- Exercise objective: Copy, from the listing, every line in which the string "carved" is present.

- Data for review:
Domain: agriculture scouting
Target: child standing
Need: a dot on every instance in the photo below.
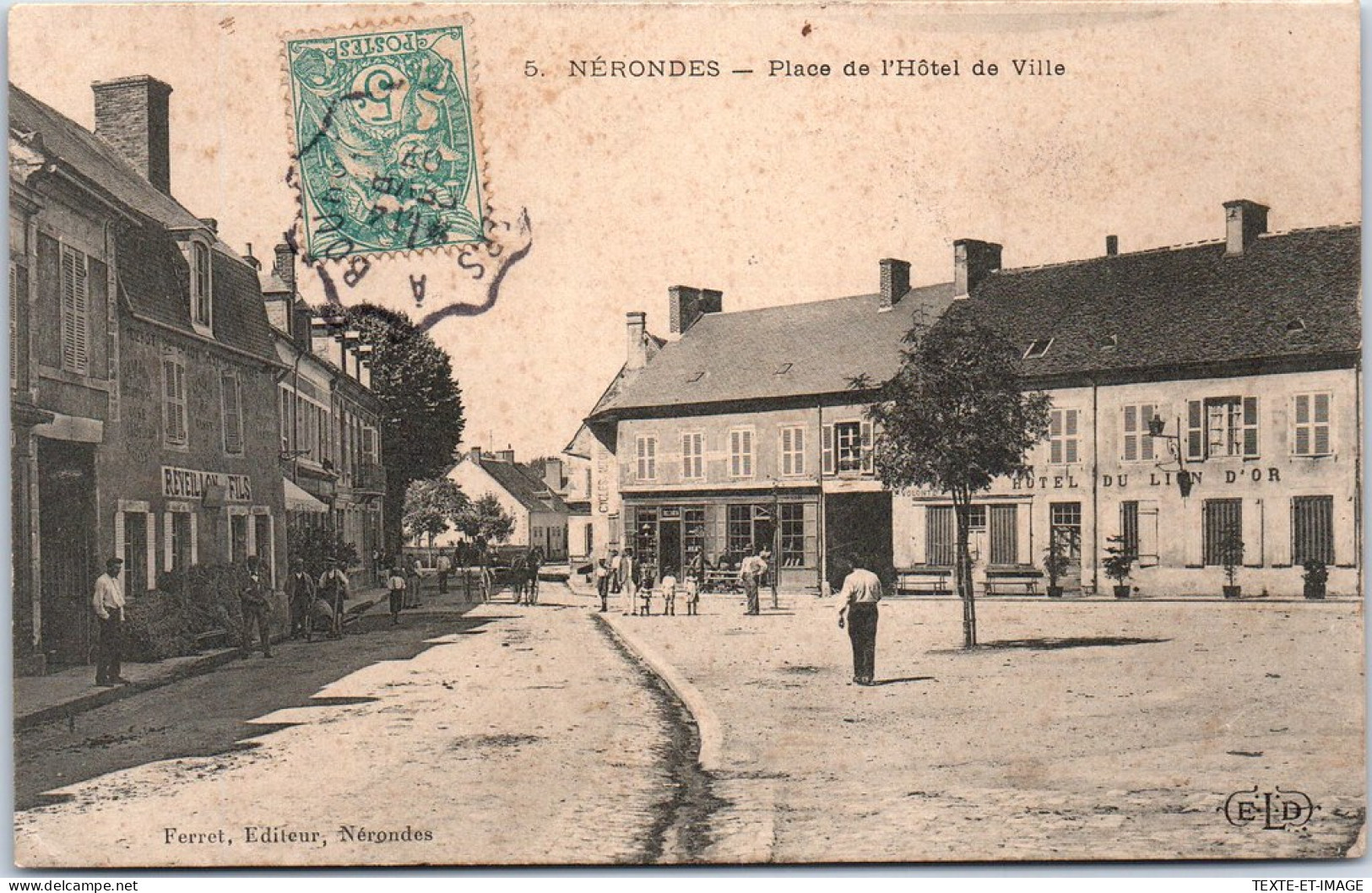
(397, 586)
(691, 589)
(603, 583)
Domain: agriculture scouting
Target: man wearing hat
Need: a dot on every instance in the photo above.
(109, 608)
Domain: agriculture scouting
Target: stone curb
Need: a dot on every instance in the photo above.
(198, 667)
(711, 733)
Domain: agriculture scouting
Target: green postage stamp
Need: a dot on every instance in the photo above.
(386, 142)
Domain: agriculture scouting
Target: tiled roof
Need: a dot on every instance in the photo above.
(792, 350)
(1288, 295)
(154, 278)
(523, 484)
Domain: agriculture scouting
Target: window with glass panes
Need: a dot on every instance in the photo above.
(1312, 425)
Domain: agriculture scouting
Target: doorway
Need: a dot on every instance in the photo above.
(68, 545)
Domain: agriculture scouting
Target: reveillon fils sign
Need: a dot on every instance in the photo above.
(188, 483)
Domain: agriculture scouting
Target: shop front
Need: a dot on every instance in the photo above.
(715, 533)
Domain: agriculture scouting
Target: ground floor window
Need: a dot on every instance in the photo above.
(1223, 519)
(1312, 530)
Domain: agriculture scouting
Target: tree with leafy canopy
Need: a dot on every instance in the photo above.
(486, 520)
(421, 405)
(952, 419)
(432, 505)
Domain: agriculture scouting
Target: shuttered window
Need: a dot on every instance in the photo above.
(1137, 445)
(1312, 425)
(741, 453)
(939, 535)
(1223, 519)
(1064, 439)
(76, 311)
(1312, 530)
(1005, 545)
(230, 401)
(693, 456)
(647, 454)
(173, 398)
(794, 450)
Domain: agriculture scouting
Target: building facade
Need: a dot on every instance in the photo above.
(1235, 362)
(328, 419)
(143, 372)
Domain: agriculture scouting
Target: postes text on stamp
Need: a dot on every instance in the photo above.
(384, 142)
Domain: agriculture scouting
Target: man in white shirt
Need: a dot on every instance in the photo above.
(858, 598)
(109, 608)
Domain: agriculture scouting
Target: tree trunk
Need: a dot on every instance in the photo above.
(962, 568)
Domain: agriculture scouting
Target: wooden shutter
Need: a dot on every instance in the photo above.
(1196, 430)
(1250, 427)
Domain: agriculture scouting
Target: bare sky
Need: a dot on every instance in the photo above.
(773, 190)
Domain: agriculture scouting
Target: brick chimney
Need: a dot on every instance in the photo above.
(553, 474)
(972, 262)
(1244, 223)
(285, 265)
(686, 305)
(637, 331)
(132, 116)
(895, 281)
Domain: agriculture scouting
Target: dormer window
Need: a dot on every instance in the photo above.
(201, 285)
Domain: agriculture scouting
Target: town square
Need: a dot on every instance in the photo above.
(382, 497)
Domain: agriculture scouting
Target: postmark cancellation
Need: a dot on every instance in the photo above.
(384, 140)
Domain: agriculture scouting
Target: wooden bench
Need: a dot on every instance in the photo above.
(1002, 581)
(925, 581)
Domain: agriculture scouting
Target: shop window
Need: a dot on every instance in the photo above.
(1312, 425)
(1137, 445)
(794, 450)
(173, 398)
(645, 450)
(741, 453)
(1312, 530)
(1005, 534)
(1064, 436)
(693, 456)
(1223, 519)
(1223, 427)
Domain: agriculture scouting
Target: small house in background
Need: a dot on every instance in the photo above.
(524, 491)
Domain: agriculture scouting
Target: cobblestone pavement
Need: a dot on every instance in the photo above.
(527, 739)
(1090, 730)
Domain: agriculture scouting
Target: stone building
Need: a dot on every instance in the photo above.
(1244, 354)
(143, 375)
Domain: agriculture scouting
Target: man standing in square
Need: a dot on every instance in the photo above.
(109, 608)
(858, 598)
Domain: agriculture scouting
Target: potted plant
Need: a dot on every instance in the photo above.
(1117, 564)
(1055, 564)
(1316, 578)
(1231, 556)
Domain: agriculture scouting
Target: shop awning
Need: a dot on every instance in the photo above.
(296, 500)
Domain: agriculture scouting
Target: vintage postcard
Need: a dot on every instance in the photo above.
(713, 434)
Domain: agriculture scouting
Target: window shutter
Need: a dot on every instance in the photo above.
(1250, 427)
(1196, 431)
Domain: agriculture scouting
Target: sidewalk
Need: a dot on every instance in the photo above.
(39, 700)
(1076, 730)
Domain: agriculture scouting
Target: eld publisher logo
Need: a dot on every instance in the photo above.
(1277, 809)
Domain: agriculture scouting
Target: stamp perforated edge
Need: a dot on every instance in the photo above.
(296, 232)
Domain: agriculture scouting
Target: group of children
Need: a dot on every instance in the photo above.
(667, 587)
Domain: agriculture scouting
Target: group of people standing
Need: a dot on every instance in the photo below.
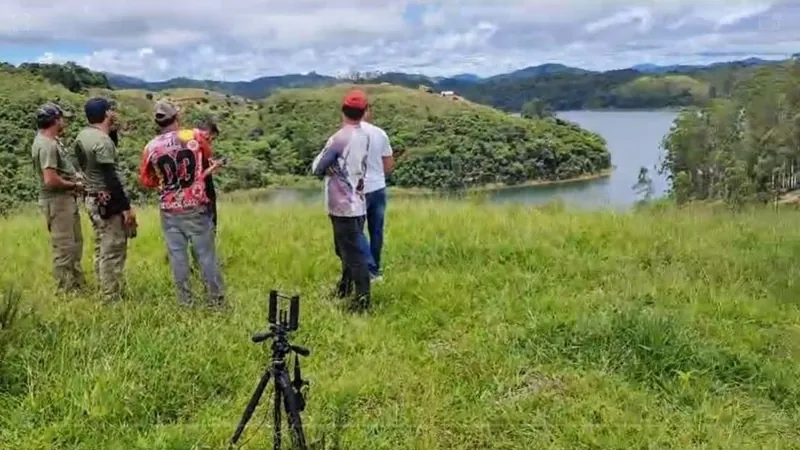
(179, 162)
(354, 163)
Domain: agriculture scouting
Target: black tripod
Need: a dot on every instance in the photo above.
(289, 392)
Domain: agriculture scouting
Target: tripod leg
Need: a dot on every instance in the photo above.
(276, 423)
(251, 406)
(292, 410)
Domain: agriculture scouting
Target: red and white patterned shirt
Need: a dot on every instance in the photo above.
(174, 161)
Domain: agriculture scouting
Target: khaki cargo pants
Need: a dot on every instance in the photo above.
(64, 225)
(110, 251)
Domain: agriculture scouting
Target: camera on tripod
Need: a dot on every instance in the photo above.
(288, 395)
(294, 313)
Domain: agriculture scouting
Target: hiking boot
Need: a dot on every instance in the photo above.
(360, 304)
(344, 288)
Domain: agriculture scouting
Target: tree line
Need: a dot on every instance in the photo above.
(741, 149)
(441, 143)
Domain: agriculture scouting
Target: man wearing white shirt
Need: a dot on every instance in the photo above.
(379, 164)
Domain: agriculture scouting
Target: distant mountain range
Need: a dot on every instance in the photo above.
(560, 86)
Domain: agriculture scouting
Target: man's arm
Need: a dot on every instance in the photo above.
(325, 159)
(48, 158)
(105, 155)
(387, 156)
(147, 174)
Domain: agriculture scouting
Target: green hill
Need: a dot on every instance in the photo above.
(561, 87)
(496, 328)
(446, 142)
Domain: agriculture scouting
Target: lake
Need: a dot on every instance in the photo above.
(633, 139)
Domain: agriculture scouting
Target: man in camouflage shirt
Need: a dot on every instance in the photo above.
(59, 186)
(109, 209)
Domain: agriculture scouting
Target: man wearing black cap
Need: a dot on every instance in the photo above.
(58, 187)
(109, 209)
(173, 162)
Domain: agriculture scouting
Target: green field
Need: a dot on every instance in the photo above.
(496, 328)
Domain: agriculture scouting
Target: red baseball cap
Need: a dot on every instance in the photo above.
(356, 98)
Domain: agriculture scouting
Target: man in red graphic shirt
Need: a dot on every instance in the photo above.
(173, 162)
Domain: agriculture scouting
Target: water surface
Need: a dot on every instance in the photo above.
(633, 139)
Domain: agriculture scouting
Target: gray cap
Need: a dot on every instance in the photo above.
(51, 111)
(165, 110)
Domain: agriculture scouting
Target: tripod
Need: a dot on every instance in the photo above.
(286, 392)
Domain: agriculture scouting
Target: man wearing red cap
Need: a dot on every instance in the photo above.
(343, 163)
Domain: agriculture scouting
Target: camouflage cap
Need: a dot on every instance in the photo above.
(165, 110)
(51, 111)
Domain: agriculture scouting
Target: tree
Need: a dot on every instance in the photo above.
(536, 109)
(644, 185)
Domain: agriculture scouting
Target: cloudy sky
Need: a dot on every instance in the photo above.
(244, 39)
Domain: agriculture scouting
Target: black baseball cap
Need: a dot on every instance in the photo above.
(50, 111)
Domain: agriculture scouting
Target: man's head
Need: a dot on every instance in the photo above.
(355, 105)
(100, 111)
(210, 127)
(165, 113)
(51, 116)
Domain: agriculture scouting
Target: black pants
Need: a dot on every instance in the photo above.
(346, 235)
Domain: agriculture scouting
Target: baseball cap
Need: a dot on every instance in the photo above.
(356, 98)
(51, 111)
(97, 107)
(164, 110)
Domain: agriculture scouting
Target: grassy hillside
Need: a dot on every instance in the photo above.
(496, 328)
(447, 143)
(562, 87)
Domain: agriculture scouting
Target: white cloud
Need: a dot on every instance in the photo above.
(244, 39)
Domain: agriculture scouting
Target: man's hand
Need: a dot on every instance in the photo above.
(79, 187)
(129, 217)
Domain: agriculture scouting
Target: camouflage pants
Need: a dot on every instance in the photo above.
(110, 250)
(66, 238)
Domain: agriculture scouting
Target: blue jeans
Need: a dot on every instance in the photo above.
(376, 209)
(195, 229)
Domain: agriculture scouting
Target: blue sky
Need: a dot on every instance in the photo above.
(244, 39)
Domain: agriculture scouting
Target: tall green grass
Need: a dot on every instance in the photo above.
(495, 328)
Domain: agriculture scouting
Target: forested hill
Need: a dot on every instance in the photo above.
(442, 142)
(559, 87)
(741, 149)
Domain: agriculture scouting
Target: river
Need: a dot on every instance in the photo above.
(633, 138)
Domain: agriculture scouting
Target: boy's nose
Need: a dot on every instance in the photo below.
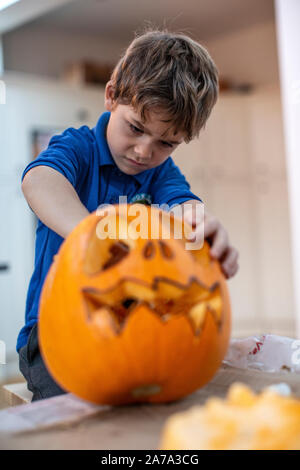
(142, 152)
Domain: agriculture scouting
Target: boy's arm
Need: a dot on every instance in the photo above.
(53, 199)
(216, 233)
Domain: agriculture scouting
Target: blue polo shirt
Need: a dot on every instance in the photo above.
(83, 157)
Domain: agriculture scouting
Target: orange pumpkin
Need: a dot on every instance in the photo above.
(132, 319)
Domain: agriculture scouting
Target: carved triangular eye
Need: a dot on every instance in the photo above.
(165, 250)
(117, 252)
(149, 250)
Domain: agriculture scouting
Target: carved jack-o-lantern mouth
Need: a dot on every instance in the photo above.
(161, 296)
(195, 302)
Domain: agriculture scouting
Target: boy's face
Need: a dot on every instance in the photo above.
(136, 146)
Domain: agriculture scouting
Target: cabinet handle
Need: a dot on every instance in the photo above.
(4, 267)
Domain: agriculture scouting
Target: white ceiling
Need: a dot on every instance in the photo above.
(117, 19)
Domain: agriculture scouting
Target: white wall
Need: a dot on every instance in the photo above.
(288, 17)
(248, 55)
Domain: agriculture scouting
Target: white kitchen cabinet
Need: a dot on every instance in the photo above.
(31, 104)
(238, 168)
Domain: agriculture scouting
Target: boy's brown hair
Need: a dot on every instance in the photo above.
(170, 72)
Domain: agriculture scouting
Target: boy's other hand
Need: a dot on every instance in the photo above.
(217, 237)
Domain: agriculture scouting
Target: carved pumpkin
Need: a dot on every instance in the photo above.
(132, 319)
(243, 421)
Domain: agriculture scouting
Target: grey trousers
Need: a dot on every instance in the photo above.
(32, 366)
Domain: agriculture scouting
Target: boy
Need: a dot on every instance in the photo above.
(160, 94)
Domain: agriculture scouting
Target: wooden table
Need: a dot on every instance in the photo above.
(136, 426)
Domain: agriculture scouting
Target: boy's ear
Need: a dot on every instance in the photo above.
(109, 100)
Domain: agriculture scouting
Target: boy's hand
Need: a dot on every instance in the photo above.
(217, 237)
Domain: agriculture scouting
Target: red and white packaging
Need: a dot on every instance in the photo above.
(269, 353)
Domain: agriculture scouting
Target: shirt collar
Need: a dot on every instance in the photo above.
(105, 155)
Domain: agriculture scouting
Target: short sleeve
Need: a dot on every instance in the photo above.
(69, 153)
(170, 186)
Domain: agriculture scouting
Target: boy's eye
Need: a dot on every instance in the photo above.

- Solution to this task:
Target: carved triangular eye
Target: carved jack-o-lantern mouth
Target: carved pumpkin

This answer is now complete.